**Testo proposto**
+ + + + +
Sì, è vero che il controllo di ragionevolezza non è sempre uguale a sé stesso e che assume contorni diversi a seconda che venga in questione come bilanciamento dei diritti, come giudizio incentrato sul principio di uguaglianza, come congruità del mezzo legislativo rispetto al fine perseguito o come sindacato sulle leggi provvedimento.

È vero però che c’è una costante in tutti questi casi: ha sempre contenuto politico.

Quindi la domanda circa la compatibilità col principio di divisione dei poteri può avere una risposta unitaria.

È affermazione non recente che il principio di divisione dei poteri va inteso in senso tendenziale.

Di questo è prova il sindacato di ragionevolezza della Corte Costituzionale, caratterizzato da un forte grado di politicità, posto che la Corte può (è legittimata) a mettere in dubbio la stessa ragione legislativa espressa nella Legge.
+ + + + +
**Dati forniti**
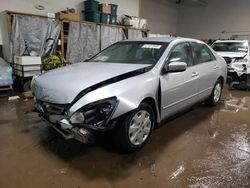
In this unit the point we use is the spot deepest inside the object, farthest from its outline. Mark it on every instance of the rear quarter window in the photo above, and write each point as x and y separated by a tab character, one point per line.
+ + + + +
**Compiti da svolgere**
a - Rispondi a queste domande sul testo che parla del controllo di ragionevolezza:
(i) Qual è la costante presente in tutti i casi di controllo di ragionevolezza?
(ii) In che senso va inteso il principio di divisione dei poteri?
(iii) Che cosa può mettere in dubbio la Corte Costituzionale?
b - Prosegui il testo sul controllo di ragionevolezza partendo dal punto in cui si ferma.

**Elenco delle risposte**
a -
(i) Ha sempre contenuto politico.
(ii) In senso tendenziale.
(iii) La stessa ragione legislativa espressa nella Legge.

b -
Se la riserva assoluta di legge in materia penale può essere paragonata alle colonne d’Ercole del sindacato giuridico, e se essa non è d’ostacolo (secondo i più recenti orientamenti della corte di legittimità costituzionale) al sindacato della Corte, allora non è possibile revocare in dubbio che il principio di separazione dei poteri non è un effettivo limite ogni qual volta la Corte debba valutare quanto una scelta legislativa sia ragionevole, ovvero rispecchiante un bilanciamento costituzionalmente adeguato di valori.

Si ponga mente alle sentenze della Corte che, confrontando fattispecie penali, coi rispettivi disvalori e le rispettive pene, pervengono a mitigare (di fatto) il trattamento sanzionatorio per renderlo più mite (o più severo, facendo riespandere la norma generale previamente applicabile).

 Il controllo di ragionevolezza costituisce la prova che il principio di separazione dei poteri va inteso soprattutto come reciproco controllo e bilanciamento. Il fatto che il sindacato sia sollevato da un giudice a quo, è un’ applicazione del principio democratico, rendendo la magistratura ordinaria e le parti processuali in qualche modo garanti del principio di non contraddizione dell’ordinamento (riferendoci alla razionalità sub specie di coerenza), e di un principio di giustizia (riferendoci alla razionalità sub specie di adeguato bilanciamento di valori o diritti).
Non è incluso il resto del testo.